### Jobs
A - Answer these questions on the Scorpio review, marking each answer (i), (ii), or (iii):
(i) What 0-100 km/hr time did the VBOX record?
(ii) Which vehicle supplies the new 5MT320 gearbox?
(iii) By how much is the turning radius reduced?
B - Please carry on writing the Scorpio review from the point where it stops.

With a good low and mid range, the Scorpio obviously lacks in the top end and there is a sudden drop on get go once you whizz past 4000 RPM, it’s best to keep this motor spinning at under 3500 RPM for best progress. Even short shifting is a good idea because 100 km/hr is reached in an instant and the mHawk mill does well to hide the Scorpio’s girth. Our VBOX time confirms the Scorpio is no slouch, taking just 13.93 seconds to do the 0-100 km/hr sprint. Cruising at 100 km/hr in top gear results in 2400 RPM on the tacho which means a tab on the big pedal is enough to make quick overtakes as the mid-range is quite punchy. The Scorpio reaches 100 km/r in third gear and will do slightly more than 40 km/hr in first, 70 km/hr in second while third will see it reach almost 110 km/hr.
The powerplant is terrifically refined, there is less of that drone you encounter in big diesels while vibrations are well contained too, a little of it at idle and quite a lot near the 4800 RPM redline. The big change to the powertrain is the new 5MT320 gearbox which comes from the Xylo. Now this unit is much smoother than before, offering slick shifts but if you don’t engage the clutch completely, it becomes very notchy. The clutch itself is very light so shifting gears requires less effort than before. Accelerate hard and you reach 120 km/hr in a flash with the Scorpio sharply losing thrust at 140 km/hr. While Mahindra claims an ARAI mileage of 15.37 km/l, one should expect the vehicle to return 11-13 km/l in the real world. The vehicle is a Micro-Hybrid and thus comes with a stop/start system which works flawlessly.
Driving Dynamics – One of the weak points of the Scorpio was the ride and handling balance, and Mahindra has done significant work to improve it. The car gets a new modular chassis, it’s still a body on frame layout but is a hydroformed frame. The new chassis is much more stiffer (by almost 100%) while the front suspension is all new and the rear suspension gets an anti-roll bar. The front suspension is lighter (the new platform is itself lighter) and also gets service free hubs while the track of the car is much wider than before, aiding in high speed stability while also reducing turning radius by 0.2 metres. So the Scorpio has gone on a diet and weighs less than before, well it still weighs quite a lot due to the ladder frame construction. Mahindra calls the new underpinnings as “Cushion suspension and anti-roll technology”. It also gets shift-on-the-fly 4-wheel drive system so you don’t have to stop to go from 2WD to 4WD (our test car was a 2WD). So do the changes translate to improvements in the real world?

### Material shown

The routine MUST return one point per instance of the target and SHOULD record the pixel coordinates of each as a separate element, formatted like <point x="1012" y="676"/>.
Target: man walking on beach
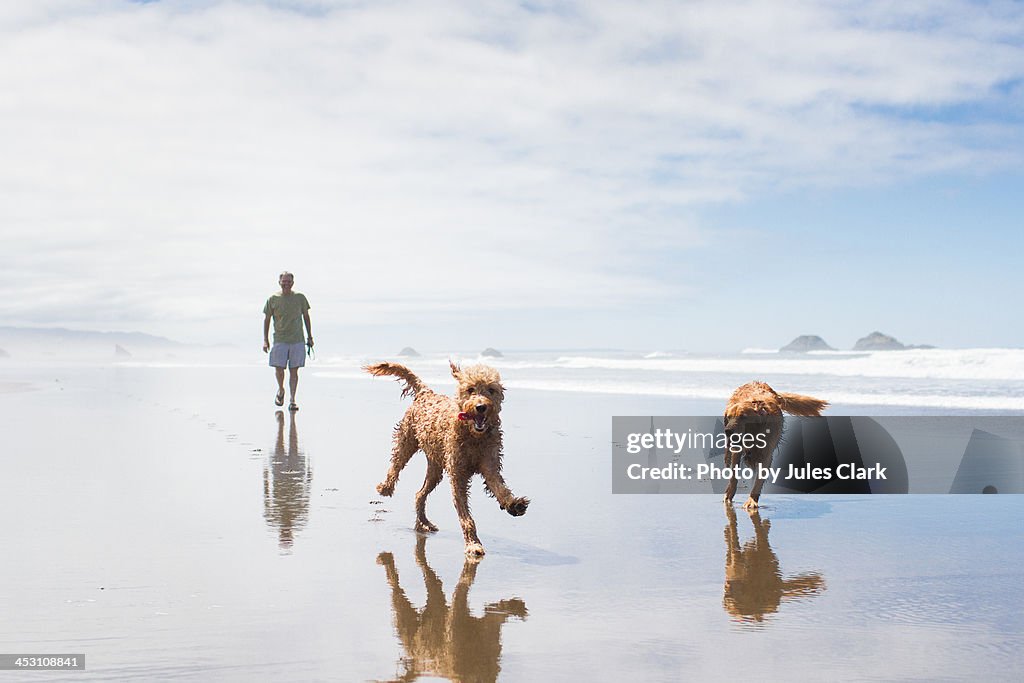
<point x="289" y="310"/>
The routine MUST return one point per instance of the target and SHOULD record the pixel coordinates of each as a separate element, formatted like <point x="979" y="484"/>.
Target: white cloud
<point x="162" y="163"/>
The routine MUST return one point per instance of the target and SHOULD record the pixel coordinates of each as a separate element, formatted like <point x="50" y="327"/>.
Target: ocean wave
<point x="981" y="364"/>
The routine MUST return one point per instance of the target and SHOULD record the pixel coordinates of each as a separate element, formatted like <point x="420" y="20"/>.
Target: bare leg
<point x="496" y="484"/>
<point x="434" y="474"/>
<point x="403" y="447"/>
<point x="460" y="494"/>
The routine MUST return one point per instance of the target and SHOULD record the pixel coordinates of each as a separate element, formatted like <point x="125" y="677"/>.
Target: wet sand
<point x="170" y="523"/>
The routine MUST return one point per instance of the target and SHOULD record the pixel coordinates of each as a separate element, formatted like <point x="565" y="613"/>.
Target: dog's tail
<point x="795" y="403"/>
<point x="413" y="383"/>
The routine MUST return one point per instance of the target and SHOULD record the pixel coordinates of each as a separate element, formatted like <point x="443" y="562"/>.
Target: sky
<point x="454" y="175"/>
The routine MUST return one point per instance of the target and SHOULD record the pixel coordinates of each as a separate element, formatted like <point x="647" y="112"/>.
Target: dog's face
<point x="479" y="395"/>
<point x="754" y="409"/>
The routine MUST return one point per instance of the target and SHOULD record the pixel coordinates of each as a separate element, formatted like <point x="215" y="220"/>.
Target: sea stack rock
<point x="805" y="343"/>
<point x="878" y="342"/>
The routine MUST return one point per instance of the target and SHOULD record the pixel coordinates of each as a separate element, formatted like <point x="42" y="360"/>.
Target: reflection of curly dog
<point x="461" y="436"/>
<point x="754" y="585"/>
<point x="755" y="410"/>
<point x="446" y="640"/>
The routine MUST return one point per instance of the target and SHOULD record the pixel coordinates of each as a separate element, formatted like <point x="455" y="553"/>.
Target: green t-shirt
<point x="287" y="312"/>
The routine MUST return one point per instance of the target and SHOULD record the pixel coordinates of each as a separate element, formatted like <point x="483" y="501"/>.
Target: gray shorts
<point x="288" y="355"/>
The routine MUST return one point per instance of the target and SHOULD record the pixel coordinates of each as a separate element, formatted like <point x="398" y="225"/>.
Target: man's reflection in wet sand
<point x="754" y="585"/>
<point x="287" y="480"/>
<point x="445" y="640"/>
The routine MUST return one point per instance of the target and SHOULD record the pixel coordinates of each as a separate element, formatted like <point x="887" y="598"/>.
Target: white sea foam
<point x="968" y="379"/>
<point x="979" y="364"/>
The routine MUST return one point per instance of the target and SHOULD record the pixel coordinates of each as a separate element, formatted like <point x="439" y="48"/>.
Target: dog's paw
<point x="517" y="507"/>
<point x="512" y="607"/>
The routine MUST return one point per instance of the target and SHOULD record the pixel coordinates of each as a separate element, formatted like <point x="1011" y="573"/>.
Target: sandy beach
<point x="170" y="523"/>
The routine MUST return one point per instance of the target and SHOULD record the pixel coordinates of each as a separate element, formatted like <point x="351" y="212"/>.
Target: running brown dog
<point x="460" y="435"/>
<point x="757" y="409"/>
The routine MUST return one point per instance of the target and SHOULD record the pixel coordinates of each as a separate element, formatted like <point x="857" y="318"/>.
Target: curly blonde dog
<point x="460" y="435"/>
<point x="756" y="409"/>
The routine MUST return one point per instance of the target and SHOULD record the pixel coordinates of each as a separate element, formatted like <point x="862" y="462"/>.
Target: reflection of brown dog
<point x="461" y="436"/>
<point x="755" y="410"/>
<point x="287" y="480"/>
<point x="446" y="640"/>
<point x="754" y="585"/>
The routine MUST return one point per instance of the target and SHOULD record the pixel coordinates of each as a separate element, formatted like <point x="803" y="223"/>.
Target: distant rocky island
<point x="805" y="343"/>
<point x="876" y="341"/>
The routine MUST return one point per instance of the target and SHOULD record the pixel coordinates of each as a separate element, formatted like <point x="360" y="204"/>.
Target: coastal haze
<point x="704" y="176"/>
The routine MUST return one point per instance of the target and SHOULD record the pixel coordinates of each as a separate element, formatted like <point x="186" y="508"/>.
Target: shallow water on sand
<point x="170" y="523"/>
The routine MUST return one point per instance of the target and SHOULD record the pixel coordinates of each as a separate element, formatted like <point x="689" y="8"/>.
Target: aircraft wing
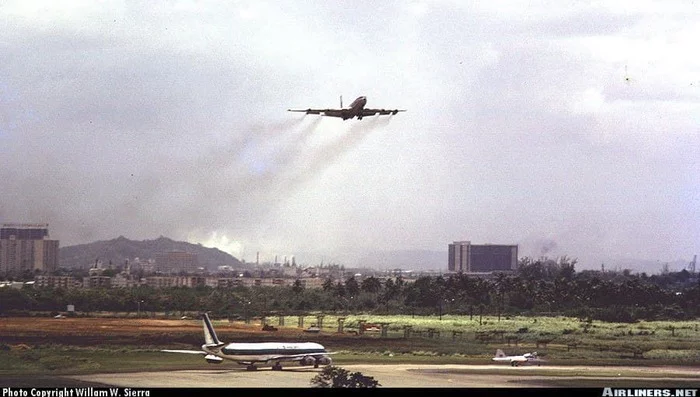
<point x="372" y="112"/>
<point x="185" y="351"/>
<point x="297" y="357"/>
<point x="325" y="112"/>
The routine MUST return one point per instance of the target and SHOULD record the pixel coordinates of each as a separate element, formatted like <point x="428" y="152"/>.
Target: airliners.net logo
<point x="610" y="392"/>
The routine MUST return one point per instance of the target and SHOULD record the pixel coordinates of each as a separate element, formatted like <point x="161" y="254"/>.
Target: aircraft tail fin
<point x="209" y="333"/>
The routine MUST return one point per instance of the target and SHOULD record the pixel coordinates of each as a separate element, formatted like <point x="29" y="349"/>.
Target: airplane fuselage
<point x="263" y="352"/>
<point x="355" y="109"/>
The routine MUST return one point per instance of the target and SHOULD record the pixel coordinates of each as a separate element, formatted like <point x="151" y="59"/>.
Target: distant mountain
<point x="121" y="248"/>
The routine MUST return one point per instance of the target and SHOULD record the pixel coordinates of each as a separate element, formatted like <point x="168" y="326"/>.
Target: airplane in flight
<point x="250" y="354"/>
<point x="527" y="358"/>
<point x="356" y="109"/>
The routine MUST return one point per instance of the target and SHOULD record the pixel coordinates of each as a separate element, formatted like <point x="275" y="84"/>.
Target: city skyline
<point x="567" y="129"/>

### Responses in order
A -
(i) 13.93 seconds
(ii) The Xylo
(iii) 0.2 m

B -
The Mahindra Scorpio rides and handles much better than before, it feels so much more composed and surefooted
We are happy to report with a big YES. The Scorpio is leaps and bounds better than its predecessor with both the ride and handling seeing massive improvement. The ride quality is much better than before and the added stiffness has resulted in the bounciness reducing significantly. It still feels a bit uneasy when you go fast on bad roads and that reveals the softer suspension of this SUV, there is some pitch. The car handles much better than before, body roll is evident but well contained and it doesn’t feel as nervous. Changing directions quickly is much easier now and the composure offered by the new chassis is immediately apparent. The hydraulic steering has good weight at speed and offers decent feedback too. Considering the size and weight of the Scorpio, it definitely fares quite well in the dynamics department now. The brakes remain the same as before and while they do a good job, a bit more braking power could have helped. NVH could have been better as a lot of wind noise is audible inside the cabin at high speeds. The tyres offer good grip and the party piece of the Scorpio is the way it drives, it’s almost car like so driving it is effortless.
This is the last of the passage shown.